▸ **Records for this exercise**:
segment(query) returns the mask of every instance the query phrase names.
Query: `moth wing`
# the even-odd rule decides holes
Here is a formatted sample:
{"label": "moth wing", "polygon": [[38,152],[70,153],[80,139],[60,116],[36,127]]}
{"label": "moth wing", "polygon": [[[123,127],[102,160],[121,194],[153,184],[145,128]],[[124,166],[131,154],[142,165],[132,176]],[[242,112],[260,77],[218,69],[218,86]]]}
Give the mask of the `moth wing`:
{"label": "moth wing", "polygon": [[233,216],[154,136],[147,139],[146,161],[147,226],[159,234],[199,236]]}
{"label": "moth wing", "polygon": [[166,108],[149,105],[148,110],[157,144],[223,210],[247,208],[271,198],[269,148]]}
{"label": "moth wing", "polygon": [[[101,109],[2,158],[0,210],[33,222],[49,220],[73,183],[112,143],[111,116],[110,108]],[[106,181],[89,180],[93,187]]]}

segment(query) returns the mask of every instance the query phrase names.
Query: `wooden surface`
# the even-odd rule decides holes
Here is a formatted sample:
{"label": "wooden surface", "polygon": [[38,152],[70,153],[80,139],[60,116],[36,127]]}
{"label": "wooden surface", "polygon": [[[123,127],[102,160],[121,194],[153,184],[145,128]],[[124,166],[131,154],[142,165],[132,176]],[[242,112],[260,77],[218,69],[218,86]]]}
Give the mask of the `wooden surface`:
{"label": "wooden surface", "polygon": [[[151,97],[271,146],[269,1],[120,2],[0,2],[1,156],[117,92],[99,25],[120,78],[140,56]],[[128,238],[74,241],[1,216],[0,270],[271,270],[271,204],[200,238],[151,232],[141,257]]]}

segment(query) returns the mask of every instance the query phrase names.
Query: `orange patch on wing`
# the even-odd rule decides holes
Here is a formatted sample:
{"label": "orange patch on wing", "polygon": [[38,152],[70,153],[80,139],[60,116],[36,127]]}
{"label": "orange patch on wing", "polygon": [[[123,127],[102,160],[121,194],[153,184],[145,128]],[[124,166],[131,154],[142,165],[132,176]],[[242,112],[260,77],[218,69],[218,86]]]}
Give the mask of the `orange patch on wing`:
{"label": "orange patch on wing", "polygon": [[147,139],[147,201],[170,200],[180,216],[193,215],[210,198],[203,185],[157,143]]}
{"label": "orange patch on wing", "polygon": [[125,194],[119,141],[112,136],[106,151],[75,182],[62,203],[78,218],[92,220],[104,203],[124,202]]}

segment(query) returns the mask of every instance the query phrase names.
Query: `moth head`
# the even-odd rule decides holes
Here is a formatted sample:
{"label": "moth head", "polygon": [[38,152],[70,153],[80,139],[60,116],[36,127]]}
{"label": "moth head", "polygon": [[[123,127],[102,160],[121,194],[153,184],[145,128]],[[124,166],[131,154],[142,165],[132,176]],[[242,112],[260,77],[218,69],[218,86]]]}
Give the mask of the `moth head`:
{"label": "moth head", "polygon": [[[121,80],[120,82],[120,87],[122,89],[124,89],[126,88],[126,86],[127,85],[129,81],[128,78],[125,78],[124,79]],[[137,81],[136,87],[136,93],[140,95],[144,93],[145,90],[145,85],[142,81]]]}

▸ **Task prompt**:
Extract every line of the records above that contains the word "Give", treating uppercase and lowercase as distinct.

▸ **Task result**:
Give the mask of the `moth wing`:
Give the mask of the `wooden surface`:
Give the mask of the `orange patch on wing`:
Give the mask of the `moth head`:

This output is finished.